◆ **DIRECTIONS**:
- 1) Which forces does the text on the RPF attack on Ruhengeri name as fighting in the battle for the city?
- 2) Can you continue the text on the RPF attack on Ruhengeri, picking up after its final sentence?

After three months of regrouping, Kagame decided in January 1991 that the RPF was ready to fight again. The target for the first attack was the northern city of Ruhengeri, south of the Virunga mountains. The city was the only provincial capital that could be attacked quickly from the Virungas while maintaining an element of surprise. Kagame also favoured an attack on Ruhengeri for cultural reasons. President Habyarimana, as well as his wife and her powerful family, came from the north-west of Rwanda and most Rwandans regarded the region as the heartland of the regime. An attack there guaranteed the population would become aware of the RPF's presence and Kagame hoped this would destabilise the government.

During the night of 22 January, seven hundred RPF fighters descended from the mountains into hidden locations around the city, assisted by RPF sympathisers living in the area. They attacked on the morning of 23 January. The Rwandan forces were taken by surprise and were mostly unable to defend against the invasion. The Rwandan Police and army succeeded in briefly repelling the invasion in areas around their stations, killing large numbers of rebel fighters in the process. It is likely the Rwandan Army forces were assisted by French troops, as the French Government later rewarded around fifteen French paratroopers for having taken part in the rearguard. By noon, the defending forces were defeated and the RPF held the whole city. Most of the civilian population fled.

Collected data
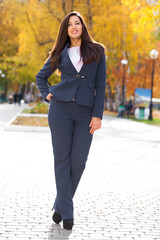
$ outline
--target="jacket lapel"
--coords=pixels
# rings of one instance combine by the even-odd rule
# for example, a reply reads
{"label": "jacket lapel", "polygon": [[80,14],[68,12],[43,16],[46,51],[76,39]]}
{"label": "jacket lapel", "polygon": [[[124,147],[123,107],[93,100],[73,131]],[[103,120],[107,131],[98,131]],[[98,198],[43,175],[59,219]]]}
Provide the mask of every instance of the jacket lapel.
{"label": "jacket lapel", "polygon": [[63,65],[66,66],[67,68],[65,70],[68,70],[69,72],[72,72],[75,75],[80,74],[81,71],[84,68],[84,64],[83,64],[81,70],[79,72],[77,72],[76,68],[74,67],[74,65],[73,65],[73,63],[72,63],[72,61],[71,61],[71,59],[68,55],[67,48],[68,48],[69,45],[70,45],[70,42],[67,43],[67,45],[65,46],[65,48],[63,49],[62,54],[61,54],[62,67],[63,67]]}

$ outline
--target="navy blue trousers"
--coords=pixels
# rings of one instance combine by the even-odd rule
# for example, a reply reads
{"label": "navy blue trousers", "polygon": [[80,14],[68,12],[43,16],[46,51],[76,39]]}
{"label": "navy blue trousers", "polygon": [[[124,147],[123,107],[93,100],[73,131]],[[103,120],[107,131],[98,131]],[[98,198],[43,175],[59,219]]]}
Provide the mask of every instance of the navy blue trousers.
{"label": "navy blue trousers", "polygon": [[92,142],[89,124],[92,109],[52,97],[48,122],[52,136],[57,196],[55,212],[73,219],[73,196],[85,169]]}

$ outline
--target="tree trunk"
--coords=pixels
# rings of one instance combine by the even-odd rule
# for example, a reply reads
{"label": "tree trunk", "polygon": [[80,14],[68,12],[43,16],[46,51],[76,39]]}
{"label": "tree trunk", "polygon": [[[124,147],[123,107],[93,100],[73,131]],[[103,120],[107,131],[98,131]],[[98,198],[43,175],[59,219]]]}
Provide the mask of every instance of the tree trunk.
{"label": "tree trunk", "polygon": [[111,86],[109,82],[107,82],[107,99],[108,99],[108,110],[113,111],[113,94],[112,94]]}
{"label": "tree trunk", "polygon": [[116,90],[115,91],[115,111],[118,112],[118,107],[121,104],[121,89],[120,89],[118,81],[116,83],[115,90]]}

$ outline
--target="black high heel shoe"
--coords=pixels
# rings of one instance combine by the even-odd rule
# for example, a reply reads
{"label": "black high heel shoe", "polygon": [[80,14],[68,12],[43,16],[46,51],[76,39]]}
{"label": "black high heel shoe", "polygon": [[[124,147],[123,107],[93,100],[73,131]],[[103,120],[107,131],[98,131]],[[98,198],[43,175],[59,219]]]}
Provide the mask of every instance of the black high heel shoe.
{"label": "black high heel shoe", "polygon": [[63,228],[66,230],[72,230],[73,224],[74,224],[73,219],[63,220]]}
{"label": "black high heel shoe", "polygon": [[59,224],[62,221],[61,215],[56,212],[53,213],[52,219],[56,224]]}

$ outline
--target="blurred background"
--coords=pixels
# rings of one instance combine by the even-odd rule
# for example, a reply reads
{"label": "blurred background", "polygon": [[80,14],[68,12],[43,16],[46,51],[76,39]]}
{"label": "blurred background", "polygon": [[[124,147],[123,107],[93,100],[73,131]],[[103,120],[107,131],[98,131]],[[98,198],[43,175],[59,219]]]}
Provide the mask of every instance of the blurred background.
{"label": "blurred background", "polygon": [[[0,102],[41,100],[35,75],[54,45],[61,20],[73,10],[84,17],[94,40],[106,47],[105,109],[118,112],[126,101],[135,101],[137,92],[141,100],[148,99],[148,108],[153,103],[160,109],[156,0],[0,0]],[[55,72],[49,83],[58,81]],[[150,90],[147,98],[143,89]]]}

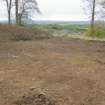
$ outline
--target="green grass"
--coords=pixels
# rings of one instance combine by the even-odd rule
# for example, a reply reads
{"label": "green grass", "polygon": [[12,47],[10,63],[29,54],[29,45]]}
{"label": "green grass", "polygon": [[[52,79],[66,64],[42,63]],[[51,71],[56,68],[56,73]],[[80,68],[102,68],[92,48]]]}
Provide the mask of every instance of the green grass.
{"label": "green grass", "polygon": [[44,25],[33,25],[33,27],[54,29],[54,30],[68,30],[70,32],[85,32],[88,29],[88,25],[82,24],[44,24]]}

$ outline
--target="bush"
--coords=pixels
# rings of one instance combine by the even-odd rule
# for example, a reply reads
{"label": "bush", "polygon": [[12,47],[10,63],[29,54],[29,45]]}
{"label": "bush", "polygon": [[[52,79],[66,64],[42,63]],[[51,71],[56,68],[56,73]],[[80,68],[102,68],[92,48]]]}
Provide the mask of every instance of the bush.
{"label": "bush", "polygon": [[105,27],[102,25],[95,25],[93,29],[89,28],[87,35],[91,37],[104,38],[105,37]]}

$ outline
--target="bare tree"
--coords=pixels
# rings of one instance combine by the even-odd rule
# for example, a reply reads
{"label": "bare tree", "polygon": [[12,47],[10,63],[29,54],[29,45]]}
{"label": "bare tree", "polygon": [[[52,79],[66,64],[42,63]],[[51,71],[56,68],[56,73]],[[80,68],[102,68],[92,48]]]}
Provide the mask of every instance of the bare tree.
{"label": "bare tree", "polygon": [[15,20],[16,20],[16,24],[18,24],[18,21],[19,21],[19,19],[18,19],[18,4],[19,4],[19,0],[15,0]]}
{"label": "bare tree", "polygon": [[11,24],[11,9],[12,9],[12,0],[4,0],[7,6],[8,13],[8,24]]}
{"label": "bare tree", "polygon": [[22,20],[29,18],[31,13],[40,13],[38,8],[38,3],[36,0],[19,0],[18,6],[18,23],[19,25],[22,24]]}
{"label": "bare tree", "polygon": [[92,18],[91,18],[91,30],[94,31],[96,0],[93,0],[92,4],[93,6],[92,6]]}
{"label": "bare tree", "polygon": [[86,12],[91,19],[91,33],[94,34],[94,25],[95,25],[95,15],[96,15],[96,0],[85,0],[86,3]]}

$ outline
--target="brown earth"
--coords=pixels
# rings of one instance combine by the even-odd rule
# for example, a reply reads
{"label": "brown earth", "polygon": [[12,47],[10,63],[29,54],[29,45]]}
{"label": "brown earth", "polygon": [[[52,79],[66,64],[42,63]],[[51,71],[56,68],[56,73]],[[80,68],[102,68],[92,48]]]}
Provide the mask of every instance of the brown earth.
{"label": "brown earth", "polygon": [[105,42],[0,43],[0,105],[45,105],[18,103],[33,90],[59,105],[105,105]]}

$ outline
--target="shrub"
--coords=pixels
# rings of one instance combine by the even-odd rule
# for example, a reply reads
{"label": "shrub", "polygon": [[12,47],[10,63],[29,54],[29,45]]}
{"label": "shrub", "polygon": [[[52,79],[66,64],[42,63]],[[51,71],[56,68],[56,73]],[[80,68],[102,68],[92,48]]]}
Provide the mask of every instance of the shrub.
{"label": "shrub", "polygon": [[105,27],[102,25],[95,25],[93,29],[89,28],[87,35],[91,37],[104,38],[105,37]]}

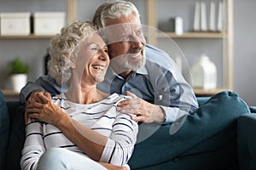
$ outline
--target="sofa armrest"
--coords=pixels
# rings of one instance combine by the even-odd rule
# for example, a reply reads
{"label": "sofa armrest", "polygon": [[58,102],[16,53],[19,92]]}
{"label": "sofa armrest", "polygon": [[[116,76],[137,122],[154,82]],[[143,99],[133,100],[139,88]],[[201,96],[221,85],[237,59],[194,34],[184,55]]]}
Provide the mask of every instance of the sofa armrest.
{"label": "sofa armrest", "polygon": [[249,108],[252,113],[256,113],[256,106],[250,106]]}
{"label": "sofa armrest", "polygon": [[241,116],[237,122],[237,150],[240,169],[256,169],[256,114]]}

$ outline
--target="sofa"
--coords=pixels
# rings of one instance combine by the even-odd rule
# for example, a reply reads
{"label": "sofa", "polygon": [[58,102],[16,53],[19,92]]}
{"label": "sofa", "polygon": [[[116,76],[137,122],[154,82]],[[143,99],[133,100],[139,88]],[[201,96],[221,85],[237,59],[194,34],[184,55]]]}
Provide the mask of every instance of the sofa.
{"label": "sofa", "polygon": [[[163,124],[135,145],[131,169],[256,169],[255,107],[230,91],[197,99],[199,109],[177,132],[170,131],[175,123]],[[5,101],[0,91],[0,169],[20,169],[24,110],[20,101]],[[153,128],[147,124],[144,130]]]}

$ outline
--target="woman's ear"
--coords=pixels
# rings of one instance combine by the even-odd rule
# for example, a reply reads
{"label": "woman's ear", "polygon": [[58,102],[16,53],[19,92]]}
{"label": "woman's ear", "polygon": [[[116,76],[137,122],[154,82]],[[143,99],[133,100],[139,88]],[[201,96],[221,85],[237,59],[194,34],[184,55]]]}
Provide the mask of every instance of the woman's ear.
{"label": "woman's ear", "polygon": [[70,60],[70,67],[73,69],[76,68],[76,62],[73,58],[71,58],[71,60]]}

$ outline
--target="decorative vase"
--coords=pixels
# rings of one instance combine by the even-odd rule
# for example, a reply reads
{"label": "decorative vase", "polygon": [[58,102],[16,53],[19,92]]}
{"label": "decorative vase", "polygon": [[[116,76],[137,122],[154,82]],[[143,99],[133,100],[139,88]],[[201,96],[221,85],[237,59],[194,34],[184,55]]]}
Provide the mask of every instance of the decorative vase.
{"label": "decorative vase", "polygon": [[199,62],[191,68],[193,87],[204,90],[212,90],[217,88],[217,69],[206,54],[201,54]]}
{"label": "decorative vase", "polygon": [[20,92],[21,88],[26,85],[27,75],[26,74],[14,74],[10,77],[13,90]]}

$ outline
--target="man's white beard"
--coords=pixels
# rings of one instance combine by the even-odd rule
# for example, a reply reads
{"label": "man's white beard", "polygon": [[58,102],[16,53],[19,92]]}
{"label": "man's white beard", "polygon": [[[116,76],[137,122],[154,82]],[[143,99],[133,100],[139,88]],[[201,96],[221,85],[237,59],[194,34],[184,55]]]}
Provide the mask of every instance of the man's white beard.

◆ **ANSWERS TO THE EXERCISE**:
- 1)
- The RPF
- The Rwandan Police
- The Rwandan Army
- French troops (French paratroopers)

- 2)
One of the principal RPF targets in Ruhengeri was the prison, which was Rwanda's largest. When he learnt of the invasion the warden, Charles Uwihoreye, telephoned the government in Kigali to request instructions. He spoke to Colonel Elie Sagatwa, one of the akazu, who ordered him to kill every inmate in the prison to avoid escape and defections during the fighting. He also wanted to prevent high-profile political prisoners and former insiders from sharing secret information with the RPF. Uwihoreye refused to obey, even after Sagatwa called him and repeated the order, having confirmed it with the president. Eventually, the RPF stormed the buildings and the prisoners were liberated. Several prisoners were recruited into the RPF, including Théoneste Lizinde, a former close ally of President Habyarimana, who had been arrested following a failed coup attempt in 1980.

The RPF forces held Ruhengeri through the afternoon of 23 January, before withdrawing into the mountains for the night. The raid undermined the Rwandan Government's claims that the RPF had been ejected from the country and had been reduced to conducting guerrilla operations from Uganda. The government sent troops to the city the following day and a state of emergency was declared, with strict curfews in Ruhengeri and the surrounding area. The RPF raided the city almost every night for several months, fighting with Rwandan army forces, and the country was back at war for the first time since the October invasion.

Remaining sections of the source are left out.